[Opening EXCERPTED RECORDS section]

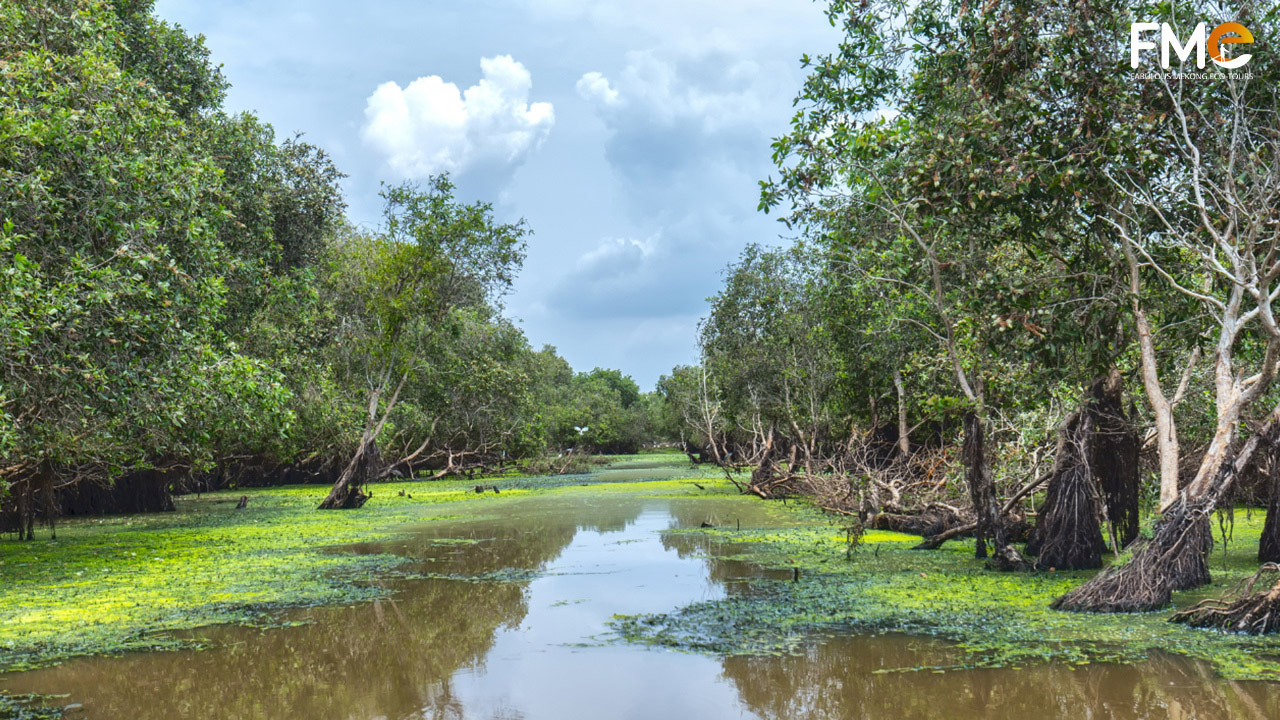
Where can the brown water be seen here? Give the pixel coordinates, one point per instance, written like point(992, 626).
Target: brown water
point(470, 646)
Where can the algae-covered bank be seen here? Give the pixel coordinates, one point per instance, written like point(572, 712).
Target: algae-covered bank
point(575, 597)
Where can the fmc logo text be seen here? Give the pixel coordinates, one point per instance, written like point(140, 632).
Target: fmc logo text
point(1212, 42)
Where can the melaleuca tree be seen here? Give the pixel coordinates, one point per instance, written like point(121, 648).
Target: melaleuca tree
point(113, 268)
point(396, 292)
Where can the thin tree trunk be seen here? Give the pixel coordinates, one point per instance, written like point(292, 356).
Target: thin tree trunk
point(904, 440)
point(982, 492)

[Closing EXCERPTED RECORDS section]
[Opening EXCERPTED RECORDS section]

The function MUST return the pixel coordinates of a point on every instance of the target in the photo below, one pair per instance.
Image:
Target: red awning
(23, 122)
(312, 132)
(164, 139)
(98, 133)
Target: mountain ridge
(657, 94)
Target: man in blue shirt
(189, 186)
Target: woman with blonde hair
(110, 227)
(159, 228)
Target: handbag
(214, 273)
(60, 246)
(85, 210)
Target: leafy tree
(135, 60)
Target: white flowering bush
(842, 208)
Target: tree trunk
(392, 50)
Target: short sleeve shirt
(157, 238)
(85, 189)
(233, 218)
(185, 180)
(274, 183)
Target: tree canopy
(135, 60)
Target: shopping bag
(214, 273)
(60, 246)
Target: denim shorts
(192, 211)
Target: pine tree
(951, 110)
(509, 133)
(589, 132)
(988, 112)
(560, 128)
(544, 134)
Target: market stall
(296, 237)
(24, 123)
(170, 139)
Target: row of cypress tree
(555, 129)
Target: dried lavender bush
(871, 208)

[Closing EXCERPTED RECORDS section]

** WORK TO BE COMPLETED **
Compute the number of lines in the entries above that hold the word "Where"; the answer must contain nothing else.

** EXERCISE RESULT **
5